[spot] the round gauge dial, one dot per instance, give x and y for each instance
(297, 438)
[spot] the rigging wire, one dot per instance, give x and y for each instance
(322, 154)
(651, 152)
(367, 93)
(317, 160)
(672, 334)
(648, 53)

------------------------------

## WHAT THE EXERCISE ASKS
Render every line of the records above as a JSON list of strings, one string per line, leaving out blank lines.

## CORRECT OUTPUT
[
  "[spot] the round gauge dial, one dot per instance, give x and y for each instance",
  "(297, 438)",
  "[spot] the rigging wire, one dot per instance, give x and y for each instance",
  "(322, 154)",
  "(651, 152)",
  "(367, 93)",
  "(317, 160)",
  "(672, 334)",
  "(648, 53)"
]